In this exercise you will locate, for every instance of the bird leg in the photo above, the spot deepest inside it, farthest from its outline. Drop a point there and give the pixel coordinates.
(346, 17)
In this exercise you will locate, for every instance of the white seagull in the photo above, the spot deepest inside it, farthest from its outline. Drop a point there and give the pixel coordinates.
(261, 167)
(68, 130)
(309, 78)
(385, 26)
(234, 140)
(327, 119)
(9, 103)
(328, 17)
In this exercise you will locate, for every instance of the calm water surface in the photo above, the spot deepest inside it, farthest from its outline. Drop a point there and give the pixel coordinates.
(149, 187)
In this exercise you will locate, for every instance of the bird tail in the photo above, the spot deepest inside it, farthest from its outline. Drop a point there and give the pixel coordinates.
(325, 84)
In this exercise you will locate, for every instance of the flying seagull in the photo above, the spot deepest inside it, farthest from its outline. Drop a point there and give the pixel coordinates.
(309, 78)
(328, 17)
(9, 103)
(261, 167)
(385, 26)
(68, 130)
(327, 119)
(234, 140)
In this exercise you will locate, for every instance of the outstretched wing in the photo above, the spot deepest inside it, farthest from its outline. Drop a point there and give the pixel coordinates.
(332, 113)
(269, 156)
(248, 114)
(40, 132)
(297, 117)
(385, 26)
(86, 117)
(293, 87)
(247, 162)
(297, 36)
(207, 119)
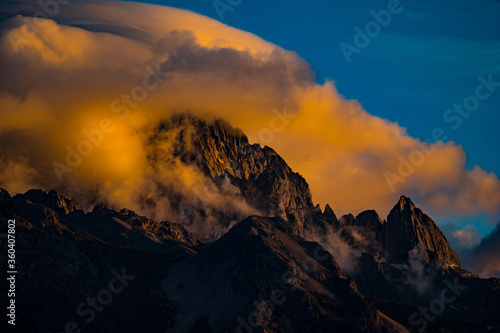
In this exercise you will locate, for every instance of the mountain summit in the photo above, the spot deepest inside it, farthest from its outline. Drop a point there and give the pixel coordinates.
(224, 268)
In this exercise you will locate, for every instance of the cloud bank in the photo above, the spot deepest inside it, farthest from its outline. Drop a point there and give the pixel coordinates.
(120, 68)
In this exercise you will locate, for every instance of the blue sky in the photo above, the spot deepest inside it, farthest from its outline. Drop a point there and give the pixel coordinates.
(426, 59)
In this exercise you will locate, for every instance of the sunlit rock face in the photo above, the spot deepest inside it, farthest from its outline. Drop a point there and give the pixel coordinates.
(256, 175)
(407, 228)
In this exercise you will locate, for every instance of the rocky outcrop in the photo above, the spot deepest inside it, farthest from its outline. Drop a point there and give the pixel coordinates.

■ ■ ■ ■ ■

■ **EXERCISE PROMPT**
Extract the entries in full, exactly as they are, minus the pictures.

■ **TASK SOLUTION**
In this exercise you will locate, for every instance of the bird leg in the photo above, the spot deepest inside it, farthest from its outline. Drop a point there and give the pixel coordinates.
(346, 17)
In this exercise you will locate, for every instance of the white seagull in the photo above, the spot deepest inside it, farthest from its outline. Drop a point there and give the pixel coordinates.
(261, 167)
(68, 130)
(309, 78)
(385, 26)
(234, 140)
(327, 119)
(9, 103)
(328, 17)
In this exercise you will locate, for every instance of the calm water surface in the photo above, the spot deepest inside it, farthest from its outline. Drop a point there and give the pixel coordinates.
(149, 187)
In this exercise you will locate, for every instance of the bird tail in the photo above, the spot deepest inside it, farthest from its outline. Drop a point there and give the pixel coordinates.
(325, 84)
In this exercise you will locate, for every instance of the flying seagull in the photo above, the spot deepest inside it, farthest from its outline. Drop a point there and give the pixel coordinates.
(309, 78)
(328, 17)
(9, 103)
(261, 167)
(385, 26)
(68, 130)
(327, 119)
(234, 140)
In this exercise you will locate, for every instance of the outstretched wing in the photo above, the spot deepest inside it, farthest from its outline. Drop a point there and give the pixel coordinates.
(332, 113)
(269, 156)
(248, 114)
(40, 132)
(297, 117)
(385, 26)
(86, 117)
(293, 87)
(247, 162)
(297, 36)
(207, 119)
In this exercise you will locate, for every instance of the mountain summit in the photo above, the spot deepest inside it, farthest from its outline. Drop a point there and give the pixel coordinates.
(224, 268)
In this exercise you will locate, for every instance of the cloud bank in the photo above, the spot deepest inside it, farthest from its outline. Drop a point there and give the pixel coordinates.
(120, 68)
In this exercise you will locate, for every instance of the blue sky in the photo above, the spot deepest inside it, farthest from its outline. Drop a point there and give the pixel coordinates.
(426, 59)
In this exercise you will locate, for every instance of the sunlit rock face in the photo above, the spot deepest inside it, farthest from its outline. Drop a point there and give the pixel coordinates.
(256, 175)
(407, 228)
In this exercise you will locate, for every instance of the rocky outcrop in the photo above, the spot deepest inside it, farthest from its outline. Drop a point there and give the pixel coordinates.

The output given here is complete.